▶ _Excerpt to read_:

By STRING analysis including only genes with microalterations recurrent in at least two samples (n = 46), the most central interactions were observed between CTNNB1 and FHIT, SGK1, and KITLG (Figure W4).

The validation with qRT-PCR at the DNA level for single altered genes showed a reasonable fit for SGK1 (75% correspondence), CTNNB1 and EPHA7 (64% correspondence). Most discrepancies to SNP arrays results were observed in alterations with CN scores close to the cutoff level (Figure 4A).

Figure 4.

Figure 4

(A) Validation of CNAs detected with SNP array. CNA analysis by qRT-PCR at the DNA level for five selected candidate genes with gains (CYP11B2, EPHA7, IGF2) or losses (CTNNB1, SGK1) according to the SNP array analysis. CN score of 2 corresponds to normal CN; CN score greater than 2.5, CN gain; CN score less than 1.5, CN loss. The best fit was observed for the genes SGK1 (75% correspondence), CTNNB1 and EPHA7 (64% correspondence). (B) Relative mRNA expression levels evaluated by qRT-PCR for two selected candidate genes (CYP11B1 and SGK1) according to the CN status observed with SNP array analysis. The gene actin beta was used as a loading control (reference gene).

▶ _Data provided_:
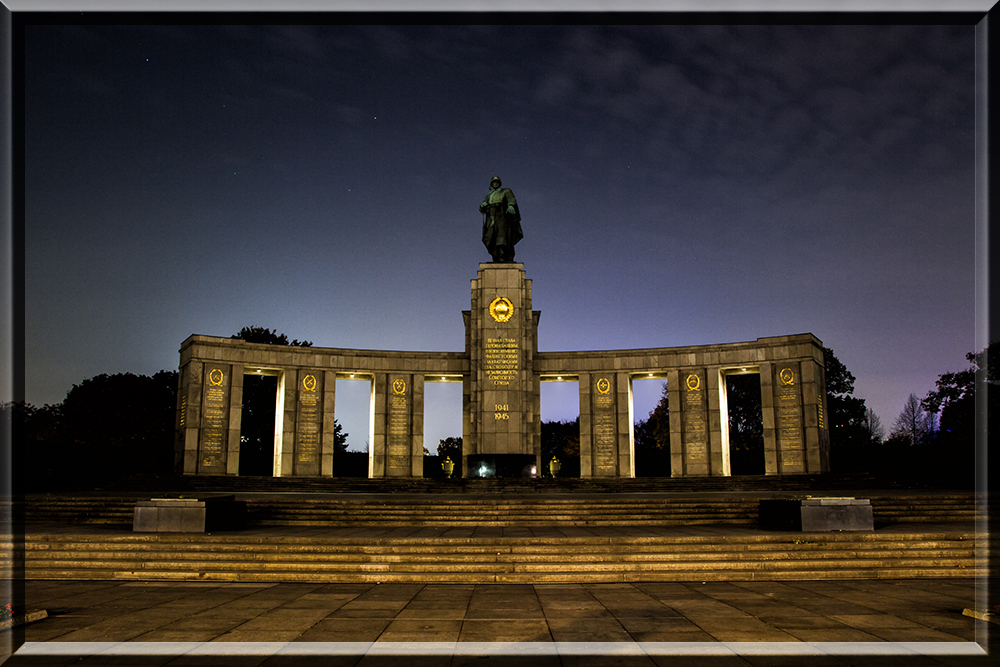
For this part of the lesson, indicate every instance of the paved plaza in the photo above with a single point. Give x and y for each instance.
(735, 624)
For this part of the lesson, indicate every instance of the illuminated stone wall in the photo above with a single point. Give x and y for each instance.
(501, 370)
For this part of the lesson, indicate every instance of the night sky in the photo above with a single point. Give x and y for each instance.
(679, 185)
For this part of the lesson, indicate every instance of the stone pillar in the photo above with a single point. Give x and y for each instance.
(189, 397)
(692, 421)
(235, 421)
(817, 434)
(329, 425)
(501, 343)
(604, 425)
(285, 423)
(308, 444)
(718, 423)
(416, 462)
(678, 467)
(788, 412)
(586, 427)
(623, 406)
(397, 448)
(214, 434)
(377, 447)
(768, 419)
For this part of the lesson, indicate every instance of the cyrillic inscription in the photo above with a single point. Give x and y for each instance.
(308, 426)
(604, 424)
(693, 420)
(501, 360)
(789, 419)
(214, 422)
(399, 428)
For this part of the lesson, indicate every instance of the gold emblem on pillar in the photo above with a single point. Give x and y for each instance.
(501, 309)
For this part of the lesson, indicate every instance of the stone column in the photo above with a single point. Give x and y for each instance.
(416, 462)
(767, 414)
(604, 425)
(399, 441)
(308, 444)
(501, 342)
(674, 396)
(623, 406)
(329, 425)
(586, 429)
(718, 423)
(817, 435)
(692, 421)
(789, 423)
(189, 397)
(235, 421)
(213, 438)
(377, 448)
(285, 415)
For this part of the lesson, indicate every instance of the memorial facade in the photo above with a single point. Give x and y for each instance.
(501, 370)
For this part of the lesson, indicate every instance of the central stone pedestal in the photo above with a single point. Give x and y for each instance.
(501, 392)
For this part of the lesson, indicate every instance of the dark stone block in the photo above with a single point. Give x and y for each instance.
(828, 514)
(182, 515)
(816, 514)
(780, 514)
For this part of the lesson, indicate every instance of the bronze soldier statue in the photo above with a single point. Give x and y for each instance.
(501, 222)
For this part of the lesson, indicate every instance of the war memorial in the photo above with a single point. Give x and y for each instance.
(599, 570)
(501, 370)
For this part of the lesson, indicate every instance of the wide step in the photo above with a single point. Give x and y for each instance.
(501, 559)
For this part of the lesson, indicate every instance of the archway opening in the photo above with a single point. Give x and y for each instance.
(258, 425)
(651, 430)
(746, 424)
(354, 416)
(560, 426)
(443, 426)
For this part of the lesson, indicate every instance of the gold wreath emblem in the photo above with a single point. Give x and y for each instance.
(501, 309)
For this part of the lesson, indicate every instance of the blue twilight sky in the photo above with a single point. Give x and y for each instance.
(679, 185)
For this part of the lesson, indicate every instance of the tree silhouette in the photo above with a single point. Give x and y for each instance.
(267, 336)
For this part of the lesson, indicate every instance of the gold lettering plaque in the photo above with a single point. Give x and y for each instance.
(501, 309)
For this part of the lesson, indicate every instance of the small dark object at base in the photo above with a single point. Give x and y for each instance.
(815, 515)
(184, 515)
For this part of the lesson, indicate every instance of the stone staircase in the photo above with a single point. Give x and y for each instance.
(505, 510)
(500, 531)
(439, 486)
(549, 559)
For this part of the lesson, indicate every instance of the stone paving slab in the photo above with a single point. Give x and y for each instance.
(757, 624)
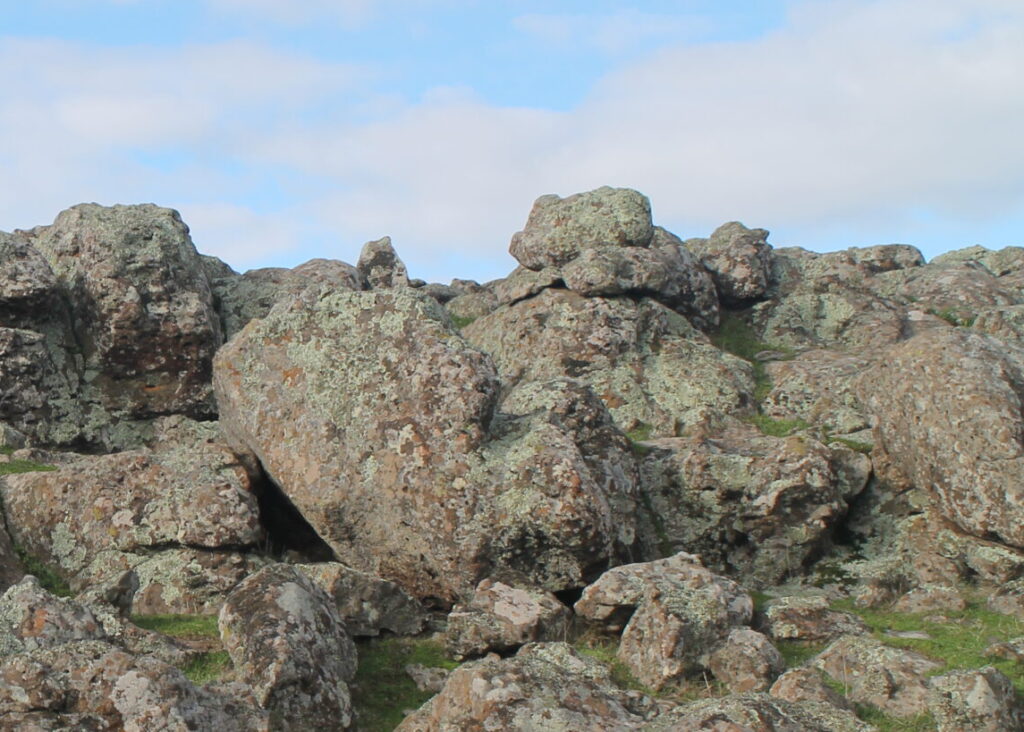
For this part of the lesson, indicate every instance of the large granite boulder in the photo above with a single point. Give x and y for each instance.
(287, 641)
(948, 406)
(373, 416)
(180, 515)
(757, 507)
(544, 686)
(652, 369)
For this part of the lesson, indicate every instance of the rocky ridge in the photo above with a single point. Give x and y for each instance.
(636, 471)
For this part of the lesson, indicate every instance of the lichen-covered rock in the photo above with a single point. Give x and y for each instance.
(544, 686)
(240, 298)
(559, 229)
(949, 405)
(380, 266)
(982, 700)
(891, 679)
(289, 644)
(807, 685)
(501, 617)
(747, 661)
(366, 603)
(738, 259)
(757, 507)
(373, 416)
(760, 713)
(808, 618)
(97, 516)
(141, 305)
(678, 612)
(653, 371)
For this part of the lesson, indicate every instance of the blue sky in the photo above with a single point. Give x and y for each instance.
(290, 129)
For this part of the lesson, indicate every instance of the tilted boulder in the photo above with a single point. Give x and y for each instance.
(287, 641)
(651, 368)
(372, 415)
(178, 515)
(755, 506)
(948, 406)
(501, 617)
(544, 686)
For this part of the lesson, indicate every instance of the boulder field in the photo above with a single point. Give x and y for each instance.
(684, 451)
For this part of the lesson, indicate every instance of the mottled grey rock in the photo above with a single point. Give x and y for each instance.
(891, 679)
(366, 603)
(747, 661)
(501, 617)
(650, 367)
(738, 259)
(754, 506)
(981, 700)
(380, 266)
(545, 686)
(559, 229)
(948, 406)
(289, 644)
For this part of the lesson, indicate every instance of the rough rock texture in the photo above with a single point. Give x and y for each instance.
(753, 506)
(678, 613)
(948, 404)
(651, 369)
(892, 679)
(501, 617)
(178, 515)
(240, 298)
(559, 229)
(808, 618)
(373, 415)
(982, 700)
(747, 661)
(289, 644)
(142, 312)
(380, 266)
(366, 603)
(59, 670)
(738, 259)
(545, 686)
(757, 712)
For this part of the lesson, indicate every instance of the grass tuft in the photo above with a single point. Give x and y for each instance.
(382, 691)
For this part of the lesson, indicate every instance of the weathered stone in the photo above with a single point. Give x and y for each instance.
(366, 603)
(808, 618)
(289, 644)
(982, 700)
(501, 617)
(141, 305)
(559, 229)
(372, 414)
(754, 506)
(891, 679)
(949, 421)
(544, 686)
(740, 713)
(652, 369)
(680, 613)
(747, 661)
(738, 259)
(380, 266)
(807, 685)
(98, 516)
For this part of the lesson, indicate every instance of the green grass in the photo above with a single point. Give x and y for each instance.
(185, 627)
(958, 643)
(207, 666)
(382, 691)
(776, 428)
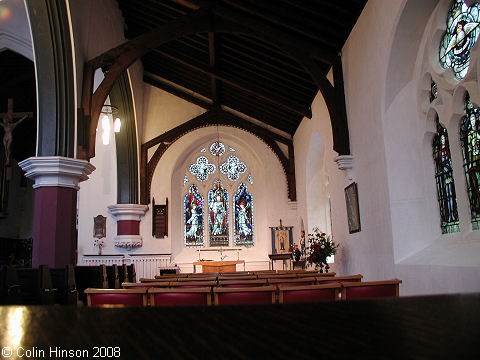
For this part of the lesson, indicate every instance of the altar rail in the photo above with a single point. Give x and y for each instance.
(146, 265)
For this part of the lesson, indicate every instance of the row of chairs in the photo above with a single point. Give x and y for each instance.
(37, 286)
(242, 295)
(64, 286)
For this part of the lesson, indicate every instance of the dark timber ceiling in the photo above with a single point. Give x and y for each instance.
(238, 71)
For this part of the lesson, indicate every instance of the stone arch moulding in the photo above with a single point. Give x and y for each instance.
(214, 117)
(215, 19)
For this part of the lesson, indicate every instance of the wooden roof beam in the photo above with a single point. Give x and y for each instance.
(249, 88)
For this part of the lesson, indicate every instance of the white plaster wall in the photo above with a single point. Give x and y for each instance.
(95, 33)
(269, 191)
(14, 28)
(365, 58)
(165, 111)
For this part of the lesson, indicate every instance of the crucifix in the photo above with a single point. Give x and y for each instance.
(8, 124)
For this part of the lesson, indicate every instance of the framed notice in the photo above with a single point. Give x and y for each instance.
(353, 211)
(160, 219)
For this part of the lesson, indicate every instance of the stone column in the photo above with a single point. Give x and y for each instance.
(55, 207)
(128, 224)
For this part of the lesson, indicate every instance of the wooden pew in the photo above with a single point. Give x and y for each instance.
(116, 297)
(90, 277)
(180, 296)
(244, 295)
(63, 281)
(36, 285)
(308, 293)
(370, 290)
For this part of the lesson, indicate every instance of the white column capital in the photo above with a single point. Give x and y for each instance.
(345, 162)
(128, 241)
(56, 171)
(128, 211)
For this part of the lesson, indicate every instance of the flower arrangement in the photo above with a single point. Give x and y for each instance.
(321, 247)
(100, 244)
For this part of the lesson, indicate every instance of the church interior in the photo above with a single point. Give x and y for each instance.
(177, 136)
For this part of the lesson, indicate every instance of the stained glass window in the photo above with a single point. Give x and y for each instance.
(447, 199)
(460, 36)
(217, 149)
(470, 139)
(202, 168)
(218, 215)
(433, 91)
(243, 217)
(233, 167)
(193, 218)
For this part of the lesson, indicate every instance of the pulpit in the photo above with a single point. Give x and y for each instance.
(218, 266)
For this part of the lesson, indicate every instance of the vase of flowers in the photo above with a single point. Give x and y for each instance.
(99, 243)
(321, 247)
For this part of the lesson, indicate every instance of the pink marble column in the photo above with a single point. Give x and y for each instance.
(128, 218)
(55, 207)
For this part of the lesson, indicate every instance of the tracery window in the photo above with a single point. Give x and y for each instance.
(243, 217)
(461, 34)
(433, 91)
(447, 199)
(470, 140)
(220, 206)
(193, 218)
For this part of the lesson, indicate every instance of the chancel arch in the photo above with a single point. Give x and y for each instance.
(262, 176)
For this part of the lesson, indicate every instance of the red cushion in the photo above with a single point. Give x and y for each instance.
(377, 291)
(244, 298)
(117, 299)
(180, 299)
(313, 295)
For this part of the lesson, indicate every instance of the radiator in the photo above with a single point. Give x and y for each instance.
(146, 266)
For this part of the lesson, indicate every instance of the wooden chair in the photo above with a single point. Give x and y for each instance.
(242, 283)
(112, 277)
(371, 289)
(180, 296)
(90, 277)
(308, 293)
(36, 286)
(192, 284)
(331, 279)
(122, 274)
(132, 275)
(10, 289)
(119, 297)
(292, 281)
(244, 295)
(63, 282)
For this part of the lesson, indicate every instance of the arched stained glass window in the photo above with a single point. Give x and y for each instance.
(459, 38)
(433, 91)
(193, 218)
(447, 199)
(218, 215)
(470, 139)
(243, 217)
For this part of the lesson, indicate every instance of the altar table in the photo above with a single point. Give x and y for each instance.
(218, 266)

▶ _Tasks to carry out_:
[1] In the copy-number validation excerpt, which gene served as the reference gene for the relative mRNA expression levels?
[2] Translate this sentence from the copy-number validation excerpt into Spanish: "Most discrepancies to SNP arrays results were observed in alterations with CN scores close to the cutoff level (Figure 4A)."

▶ _Outputs by task_:
[1] Actin beta

[2] La mayoría de las discrepancias con los resultados de los arreglos de SNP se observaron en alteraciones con puntuaciones de CN cercanas al nivel de corte (Figura 4A).